SOURCE:
******************************
That distinct metronomic channel breaks in from the very beginning, on opening track 'Interpretation'. A chain-link riff and crashing cymbals coalesce before the echoing thump of Noah Leger's snare takes centre stage. This sepulchral, pulsing echo is both hypnotic and threatening, pummelling a platform for Brian Case's disembodied monotone vocals to haunt. "I want to remember," he murmurs, and this plays into the metallic walls that the music seems to cannonball off of – an isolation tank, bereft of emotion or feeling, yet rife with relentless purpose. The shift in the second half of the song mirrors Case's droned "Anything can happen" – it's as though through losing identity, the walls melt down and a new frontier is presented. Not so. Disappears are intent on crafting a steely exercise in iron-clad control – not a note out of place, irrepressibly bearing down, with no sign of letting up. The constant reference to metals hold up when the band maintain Irreal is about eternalism, roboethics, identity – the relentless monotony, the sharp resonances, the industrial intensity, the clicks, bangs, drags. 'I_O' is sparse, a skittish susurration of the blood, that Case kicks up with his barked "It's just a feeling". 'Another Thought' expands this harsh palette, a harbinger of post-apocalyptic exactitude and desolation.
******************************
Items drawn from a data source
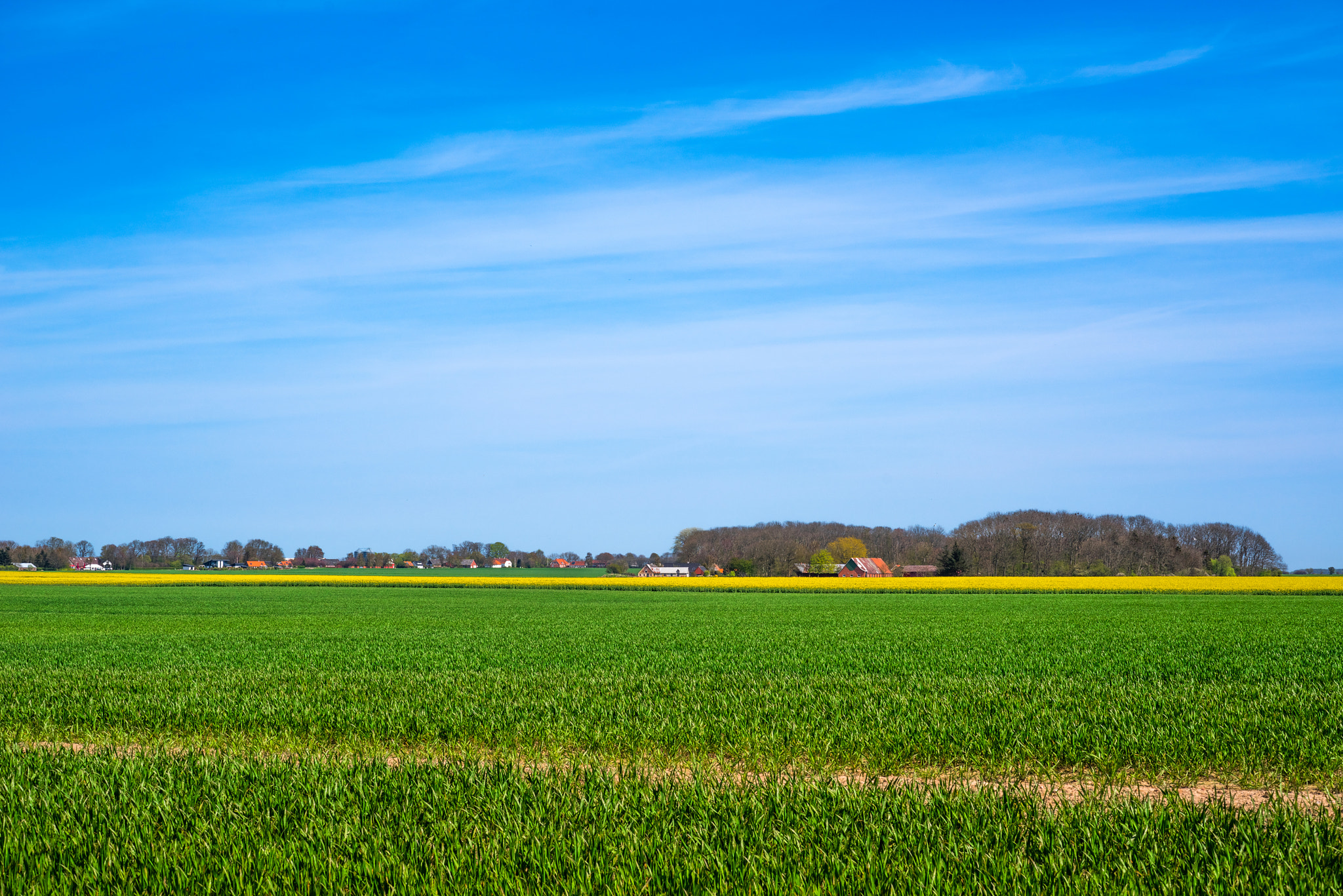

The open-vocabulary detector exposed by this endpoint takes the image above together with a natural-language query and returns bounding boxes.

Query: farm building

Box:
[639,563,687,577]
[788,563,841,576]
[839,558,894,579]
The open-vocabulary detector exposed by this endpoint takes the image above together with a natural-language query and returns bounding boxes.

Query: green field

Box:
[0,585,1343,892]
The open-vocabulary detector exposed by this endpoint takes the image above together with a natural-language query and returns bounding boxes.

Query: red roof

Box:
[849,558,891,575]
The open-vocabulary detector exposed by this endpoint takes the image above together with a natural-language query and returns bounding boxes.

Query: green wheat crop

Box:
[0,750,1343,893]
[0,586,1343,787]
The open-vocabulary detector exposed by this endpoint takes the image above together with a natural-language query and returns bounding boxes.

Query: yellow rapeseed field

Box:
[0,571,1343,594]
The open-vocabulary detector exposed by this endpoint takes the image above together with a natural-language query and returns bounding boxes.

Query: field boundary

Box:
[0,572,1343,596]
[21,740,1343,811]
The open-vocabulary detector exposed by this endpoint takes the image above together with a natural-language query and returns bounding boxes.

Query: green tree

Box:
[807,548,837,574]
[938,541,967,575]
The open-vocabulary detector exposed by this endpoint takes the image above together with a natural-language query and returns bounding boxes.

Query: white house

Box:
[639,563,691,576]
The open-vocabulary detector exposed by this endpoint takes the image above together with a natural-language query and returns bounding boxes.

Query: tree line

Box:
[672,511,1287,575]
[0,536,658,570]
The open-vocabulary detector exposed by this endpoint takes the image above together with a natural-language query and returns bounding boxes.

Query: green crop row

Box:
******************************
EXERCISE:
Write the next part of the review of the album Irreal, picking up after its final sentence. The items have no connection to the review of the album Irreal.

EXERCISE OUTPUT:
Yet to know Disappears, you need to know the title track. The sepulchral pall cast over the album is eviscerated here, an atonal squall exacted by colossi draped in shadow and fire. Case's vocals are never clearer as he growls "Future is death", whilst the band either build homunculi of abrasion or weave chaotic tapestries of gothic pomposity. Elsewhere, 'Halcyon Days' maintains the sadomasochistic lurk, a stripped back Gothic heart murmur, and closer 'Navigating The Void' carves a funereal procession through the ashes, both melancholic and Machiavellian.

Disappears are intent on creating rhythms and atmospheres that are endlessly claustrophobic, and Irreal proves to be an exercise that is as gruelling and exact on its audience as it is on the participants – an aural dystopia of shifting, unfathomable paradigms that seem to exist merely to paralyse, to captivate, to control – but the reward is hugely cathartic.